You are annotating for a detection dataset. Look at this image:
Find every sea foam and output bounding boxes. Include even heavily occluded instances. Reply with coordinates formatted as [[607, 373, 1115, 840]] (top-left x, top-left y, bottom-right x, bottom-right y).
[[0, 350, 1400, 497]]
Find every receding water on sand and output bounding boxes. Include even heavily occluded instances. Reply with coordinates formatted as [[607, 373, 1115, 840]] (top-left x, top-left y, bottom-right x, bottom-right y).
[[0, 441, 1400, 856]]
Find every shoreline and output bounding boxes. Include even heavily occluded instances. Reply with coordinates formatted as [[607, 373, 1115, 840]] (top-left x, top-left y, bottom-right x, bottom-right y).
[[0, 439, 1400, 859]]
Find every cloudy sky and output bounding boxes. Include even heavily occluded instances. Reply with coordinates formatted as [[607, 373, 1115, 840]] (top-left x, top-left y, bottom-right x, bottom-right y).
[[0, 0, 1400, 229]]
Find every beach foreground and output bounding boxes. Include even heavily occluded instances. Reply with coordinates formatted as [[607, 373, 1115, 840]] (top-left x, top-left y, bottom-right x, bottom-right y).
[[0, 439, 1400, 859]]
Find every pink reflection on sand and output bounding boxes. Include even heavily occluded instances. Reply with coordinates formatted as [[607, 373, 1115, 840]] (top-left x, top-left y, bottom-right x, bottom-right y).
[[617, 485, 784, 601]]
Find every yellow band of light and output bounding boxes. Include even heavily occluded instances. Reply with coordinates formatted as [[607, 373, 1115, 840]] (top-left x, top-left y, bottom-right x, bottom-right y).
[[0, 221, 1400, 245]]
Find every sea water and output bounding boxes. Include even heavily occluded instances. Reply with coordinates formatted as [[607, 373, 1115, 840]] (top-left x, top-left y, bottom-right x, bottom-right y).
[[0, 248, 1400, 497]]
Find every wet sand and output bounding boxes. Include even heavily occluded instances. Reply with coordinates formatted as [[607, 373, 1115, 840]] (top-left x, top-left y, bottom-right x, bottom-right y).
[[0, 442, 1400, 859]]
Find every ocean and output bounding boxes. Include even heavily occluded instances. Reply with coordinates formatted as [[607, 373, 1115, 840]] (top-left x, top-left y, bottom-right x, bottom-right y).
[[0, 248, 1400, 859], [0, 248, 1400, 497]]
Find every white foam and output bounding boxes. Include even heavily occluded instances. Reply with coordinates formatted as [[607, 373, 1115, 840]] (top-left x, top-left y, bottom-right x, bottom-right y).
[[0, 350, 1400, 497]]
-------
Goal:
Please count the lines in the entries above that contain the string "foam". Reply with the number alone.

Solved problem:
2